• Your goal:
Among the entries below, which lines include the string "polish"? Show each one.
•••
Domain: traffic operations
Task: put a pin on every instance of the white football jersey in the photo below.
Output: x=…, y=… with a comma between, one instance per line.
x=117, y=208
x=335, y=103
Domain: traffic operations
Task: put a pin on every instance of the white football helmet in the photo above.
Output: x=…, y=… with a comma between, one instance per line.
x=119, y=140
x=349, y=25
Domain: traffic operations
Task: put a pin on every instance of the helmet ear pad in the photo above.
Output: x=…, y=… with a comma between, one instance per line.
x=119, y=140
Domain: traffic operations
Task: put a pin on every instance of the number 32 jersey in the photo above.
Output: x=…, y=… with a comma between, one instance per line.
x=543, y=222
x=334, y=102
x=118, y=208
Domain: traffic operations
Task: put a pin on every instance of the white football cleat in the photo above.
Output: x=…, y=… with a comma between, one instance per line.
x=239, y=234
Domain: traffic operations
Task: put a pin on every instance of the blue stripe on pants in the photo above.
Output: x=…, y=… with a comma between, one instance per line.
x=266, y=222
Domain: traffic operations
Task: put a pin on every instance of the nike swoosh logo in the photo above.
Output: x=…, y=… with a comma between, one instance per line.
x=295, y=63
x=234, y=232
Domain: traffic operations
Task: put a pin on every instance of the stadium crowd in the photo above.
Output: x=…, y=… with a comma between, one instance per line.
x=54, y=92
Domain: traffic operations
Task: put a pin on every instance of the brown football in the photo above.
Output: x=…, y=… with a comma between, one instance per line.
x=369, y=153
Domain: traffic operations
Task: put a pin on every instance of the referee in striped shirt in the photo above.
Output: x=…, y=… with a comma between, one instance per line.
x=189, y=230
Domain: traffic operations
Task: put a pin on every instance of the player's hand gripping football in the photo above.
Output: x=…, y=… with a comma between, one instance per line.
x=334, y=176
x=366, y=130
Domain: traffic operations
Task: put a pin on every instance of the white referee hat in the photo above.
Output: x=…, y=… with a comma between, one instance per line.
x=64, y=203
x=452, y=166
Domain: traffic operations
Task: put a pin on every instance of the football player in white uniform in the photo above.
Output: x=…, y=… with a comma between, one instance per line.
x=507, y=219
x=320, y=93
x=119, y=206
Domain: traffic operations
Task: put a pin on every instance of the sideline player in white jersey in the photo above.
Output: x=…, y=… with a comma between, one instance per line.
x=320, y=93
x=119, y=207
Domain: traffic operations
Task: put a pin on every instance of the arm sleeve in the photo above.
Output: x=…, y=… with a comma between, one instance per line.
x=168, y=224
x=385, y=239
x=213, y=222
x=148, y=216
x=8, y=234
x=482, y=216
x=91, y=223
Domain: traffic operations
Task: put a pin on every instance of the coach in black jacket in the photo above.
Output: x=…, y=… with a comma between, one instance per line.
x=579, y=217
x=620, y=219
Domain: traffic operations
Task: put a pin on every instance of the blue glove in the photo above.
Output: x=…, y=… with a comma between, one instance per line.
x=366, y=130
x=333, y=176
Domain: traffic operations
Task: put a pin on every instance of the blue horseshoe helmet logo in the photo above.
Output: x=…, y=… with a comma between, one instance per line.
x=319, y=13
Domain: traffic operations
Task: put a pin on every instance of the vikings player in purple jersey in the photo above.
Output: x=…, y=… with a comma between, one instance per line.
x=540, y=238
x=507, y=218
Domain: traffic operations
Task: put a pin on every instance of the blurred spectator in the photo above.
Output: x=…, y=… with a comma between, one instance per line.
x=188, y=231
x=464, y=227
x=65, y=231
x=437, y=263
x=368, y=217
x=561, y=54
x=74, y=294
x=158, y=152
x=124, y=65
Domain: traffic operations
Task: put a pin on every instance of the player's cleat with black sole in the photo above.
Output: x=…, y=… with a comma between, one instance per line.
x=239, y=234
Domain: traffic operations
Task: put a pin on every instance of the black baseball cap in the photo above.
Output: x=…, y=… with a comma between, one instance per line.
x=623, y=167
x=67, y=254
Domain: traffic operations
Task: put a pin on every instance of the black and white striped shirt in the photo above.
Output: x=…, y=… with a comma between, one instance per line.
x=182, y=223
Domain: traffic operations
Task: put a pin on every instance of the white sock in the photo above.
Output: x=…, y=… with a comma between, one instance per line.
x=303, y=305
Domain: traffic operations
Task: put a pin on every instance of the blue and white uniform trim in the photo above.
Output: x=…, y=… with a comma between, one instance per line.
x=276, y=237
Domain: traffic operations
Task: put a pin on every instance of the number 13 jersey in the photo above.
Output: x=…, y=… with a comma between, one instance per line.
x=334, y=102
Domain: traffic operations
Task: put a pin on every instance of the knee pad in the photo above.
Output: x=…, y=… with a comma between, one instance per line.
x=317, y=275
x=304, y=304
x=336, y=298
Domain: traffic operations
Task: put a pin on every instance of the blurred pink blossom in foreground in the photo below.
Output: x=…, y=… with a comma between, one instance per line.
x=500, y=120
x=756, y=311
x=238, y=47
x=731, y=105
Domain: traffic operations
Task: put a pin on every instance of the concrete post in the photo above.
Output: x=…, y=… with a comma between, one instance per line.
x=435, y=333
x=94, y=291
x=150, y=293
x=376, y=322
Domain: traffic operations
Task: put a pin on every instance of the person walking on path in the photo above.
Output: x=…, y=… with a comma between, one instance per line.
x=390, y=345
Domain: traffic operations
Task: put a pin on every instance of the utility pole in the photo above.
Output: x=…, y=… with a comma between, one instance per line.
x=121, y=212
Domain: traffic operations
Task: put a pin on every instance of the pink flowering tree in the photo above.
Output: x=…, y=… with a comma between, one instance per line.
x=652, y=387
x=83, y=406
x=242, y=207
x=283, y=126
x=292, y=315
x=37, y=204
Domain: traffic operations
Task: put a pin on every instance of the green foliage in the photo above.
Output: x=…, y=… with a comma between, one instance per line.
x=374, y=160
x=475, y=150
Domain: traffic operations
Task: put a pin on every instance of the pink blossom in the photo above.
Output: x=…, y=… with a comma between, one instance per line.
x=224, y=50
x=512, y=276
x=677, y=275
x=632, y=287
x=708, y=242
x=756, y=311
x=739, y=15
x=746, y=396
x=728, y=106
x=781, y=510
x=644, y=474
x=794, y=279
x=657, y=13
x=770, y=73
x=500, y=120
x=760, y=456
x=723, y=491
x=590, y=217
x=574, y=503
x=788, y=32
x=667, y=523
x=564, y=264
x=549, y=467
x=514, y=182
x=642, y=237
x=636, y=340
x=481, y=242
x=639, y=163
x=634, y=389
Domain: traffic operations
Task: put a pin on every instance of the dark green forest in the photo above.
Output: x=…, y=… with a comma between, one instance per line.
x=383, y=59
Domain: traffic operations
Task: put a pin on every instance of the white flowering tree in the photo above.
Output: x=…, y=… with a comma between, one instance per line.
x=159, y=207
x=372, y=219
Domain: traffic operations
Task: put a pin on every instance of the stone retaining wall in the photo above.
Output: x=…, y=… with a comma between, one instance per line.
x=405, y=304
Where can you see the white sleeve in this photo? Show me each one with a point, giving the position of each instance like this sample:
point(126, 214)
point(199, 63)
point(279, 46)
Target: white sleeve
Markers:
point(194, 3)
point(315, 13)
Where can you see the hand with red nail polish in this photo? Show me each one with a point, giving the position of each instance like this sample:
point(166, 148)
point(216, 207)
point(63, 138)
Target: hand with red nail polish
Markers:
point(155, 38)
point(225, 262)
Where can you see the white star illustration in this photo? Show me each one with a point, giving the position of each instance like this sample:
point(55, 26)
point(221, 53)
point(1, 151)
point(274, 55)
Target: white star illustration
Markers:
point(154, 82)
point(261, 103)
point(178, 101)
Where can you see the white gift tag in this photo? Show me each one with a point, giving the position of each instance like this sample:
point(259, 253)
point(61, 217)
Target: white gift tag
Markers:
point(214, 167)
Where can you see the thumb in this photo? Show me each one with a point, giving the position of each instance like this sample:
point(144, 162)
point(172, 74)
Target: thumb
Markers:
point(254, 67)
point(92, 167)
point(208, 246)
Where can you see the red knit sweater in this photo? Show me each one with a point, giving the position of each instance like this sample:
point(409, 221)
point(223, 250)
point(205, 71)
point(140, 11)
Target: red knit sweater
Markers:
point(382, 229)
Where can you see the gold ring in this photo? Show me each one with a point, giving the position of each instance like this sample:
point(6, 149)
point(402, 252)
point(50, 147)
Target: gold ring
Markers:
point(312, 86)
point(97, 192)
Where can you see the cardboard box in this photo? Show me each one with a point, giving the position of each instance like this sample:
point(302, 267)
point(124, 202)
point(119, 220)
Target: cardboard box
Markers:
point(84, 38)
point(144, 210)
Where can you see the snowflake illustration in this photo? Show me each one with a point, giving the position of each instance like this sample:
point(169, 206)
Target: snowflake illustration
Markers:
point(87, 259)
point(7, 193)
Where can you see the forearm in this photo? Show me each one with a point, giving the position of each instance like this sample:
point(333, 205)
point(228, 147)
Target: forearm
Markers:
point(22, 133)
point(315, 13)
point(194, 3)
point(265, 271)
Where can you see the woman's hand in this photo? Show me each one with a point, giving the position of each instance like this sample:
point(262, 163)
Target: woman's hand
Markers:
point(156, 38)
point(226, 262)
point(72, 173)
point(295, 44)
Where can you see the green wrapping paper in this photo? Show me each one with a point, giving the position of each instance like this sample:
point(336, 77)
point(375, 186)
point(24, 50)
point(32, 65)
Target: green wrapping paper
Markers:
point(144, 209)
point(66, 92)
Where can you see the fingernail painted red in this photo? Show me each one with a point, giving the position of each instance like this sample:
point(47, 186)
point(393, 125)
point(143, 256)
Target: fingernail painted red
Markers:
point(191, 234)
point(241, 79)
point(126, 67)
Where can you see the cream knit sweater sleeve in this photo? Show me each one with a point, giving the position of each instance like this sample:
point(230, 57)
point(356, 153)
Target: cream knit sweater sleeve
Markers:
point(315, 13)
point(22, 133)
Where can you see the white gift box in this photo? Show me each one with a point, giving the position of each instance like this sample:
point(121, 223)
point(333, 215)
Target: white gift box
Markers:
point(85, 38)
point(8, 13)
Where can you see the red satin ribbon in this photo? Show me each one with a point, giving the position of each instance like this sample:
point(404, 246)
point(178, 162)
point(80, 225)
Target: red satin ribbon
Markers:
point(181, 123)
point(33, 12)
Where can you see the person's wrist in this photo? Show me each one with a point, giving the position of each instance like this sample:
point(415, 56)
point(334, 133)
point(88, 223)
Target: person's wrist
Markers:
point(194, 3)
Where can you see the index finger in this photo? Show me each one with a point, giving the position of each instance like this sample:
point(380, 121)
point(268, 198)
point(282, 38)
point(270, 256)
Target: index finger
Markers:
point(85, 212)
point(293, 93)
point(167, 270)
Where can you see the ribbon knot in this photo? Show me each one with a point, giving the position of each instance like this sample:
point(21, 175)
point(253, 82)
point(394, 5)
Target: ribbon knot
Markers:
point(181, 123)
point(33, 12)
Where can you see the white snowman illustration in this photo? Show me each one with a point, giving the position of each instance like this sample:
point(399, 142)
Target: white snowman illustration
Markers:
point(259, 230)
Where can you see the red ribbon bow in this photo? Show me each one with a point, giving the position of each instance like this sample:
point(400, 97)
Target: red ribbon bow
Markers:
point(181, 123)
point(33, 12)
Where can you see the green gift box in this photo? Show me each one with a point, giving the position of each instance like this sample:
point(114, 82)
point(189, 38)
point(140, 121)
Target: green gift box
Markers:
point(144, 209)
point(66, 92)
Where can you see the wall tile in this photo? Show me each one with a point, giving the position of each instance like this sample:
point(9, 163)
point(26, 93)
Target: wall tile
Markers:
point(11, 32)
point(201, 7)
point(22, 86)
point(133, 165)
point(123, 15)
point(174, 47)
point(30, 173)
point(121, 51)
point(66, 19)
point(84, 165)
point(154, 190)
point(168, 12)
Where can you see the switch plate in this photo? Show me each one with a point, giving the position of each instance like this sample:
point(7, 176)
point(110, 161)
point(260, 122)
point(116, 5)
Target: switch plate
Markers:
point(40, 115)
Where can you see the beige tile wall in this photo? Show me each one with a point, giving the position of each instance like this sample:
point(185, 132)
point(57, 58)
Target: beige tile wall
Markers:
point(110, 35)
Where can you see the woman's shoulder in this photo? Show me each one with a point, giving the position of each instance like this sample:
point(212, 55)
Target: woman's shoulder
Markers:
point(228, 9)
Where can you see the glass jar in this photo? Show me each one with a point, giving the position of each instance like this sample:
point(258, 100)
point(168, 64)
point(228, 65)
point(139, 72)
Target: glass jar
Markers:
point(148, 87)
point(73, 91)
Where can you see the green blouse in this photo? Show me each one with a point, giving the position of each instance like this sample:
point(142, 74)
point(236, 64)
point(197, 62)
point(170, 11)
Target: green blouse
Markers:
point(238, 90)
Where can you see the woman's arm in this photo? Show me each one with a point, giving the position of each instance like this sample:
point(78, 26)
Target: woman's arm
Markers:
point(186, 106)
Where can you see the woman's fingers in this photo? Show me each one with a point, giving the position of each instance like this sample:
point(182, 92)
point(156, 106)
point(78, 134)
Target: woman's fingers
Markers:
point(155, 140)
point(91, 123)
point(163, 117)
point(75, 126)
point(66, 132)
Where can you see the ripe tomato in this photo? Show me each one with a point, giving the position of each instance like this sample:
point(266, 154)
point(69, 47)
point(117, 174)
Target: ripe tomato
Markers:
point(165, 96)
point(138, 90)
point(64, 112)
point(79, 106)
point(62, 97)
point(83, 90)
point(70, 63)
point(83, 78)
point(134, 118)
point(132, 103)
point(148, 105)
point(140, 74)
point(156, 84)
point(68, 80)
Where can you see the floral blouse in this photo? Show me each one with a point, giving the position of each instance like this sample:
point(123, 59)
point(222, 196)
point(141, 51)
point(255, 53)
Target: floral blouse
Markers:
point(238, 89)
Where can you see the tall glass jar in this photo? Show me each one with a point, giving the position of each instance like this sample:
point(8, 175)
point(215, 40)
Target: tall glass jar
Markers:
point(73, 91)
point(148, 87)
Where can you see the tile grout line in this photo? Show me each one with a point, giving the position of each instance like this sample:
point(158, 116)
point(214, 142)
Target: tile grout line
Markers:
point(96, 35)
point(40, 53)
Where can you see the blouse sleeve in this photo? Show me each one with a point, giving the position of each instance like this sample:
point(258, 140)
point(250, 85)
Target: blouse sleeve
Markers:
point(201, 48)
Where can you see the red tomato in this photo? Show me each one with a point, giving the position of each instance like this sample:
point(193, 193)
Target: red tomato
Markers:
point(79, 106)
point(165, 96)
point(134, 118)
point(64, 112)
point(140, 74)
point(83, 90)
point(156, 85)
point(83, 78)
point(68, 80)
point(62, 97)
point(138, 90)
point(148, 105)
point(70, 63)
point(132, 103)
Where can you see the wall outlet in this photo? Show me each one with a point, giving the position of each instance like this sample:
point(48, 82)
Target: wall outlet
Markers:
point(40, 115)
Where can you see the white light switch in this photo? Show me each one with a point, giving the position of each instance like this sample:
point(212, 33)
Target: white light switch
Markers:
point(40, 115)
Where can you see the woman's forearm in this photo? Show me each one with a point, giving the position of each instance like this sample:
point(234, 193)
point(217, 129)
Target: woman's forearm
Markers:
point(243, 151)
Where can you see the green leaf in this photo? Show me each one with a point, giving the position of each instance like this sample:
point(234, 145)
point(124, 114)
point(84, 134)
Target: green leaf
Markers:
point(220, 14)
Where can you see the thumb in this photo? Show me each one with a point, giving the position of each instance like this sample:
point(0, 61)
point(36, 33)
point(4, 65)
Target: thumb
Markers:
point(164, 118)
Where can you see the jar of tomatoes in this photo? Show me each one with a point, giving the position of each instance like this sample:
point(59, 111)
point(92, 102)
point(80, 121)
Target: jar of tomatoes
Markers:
•••
• Answer below:
Where can you see the hand with red nail polish in this photo? Show me each one with a point, giving the position of each instance like this sample:
Target: hand with red nail polish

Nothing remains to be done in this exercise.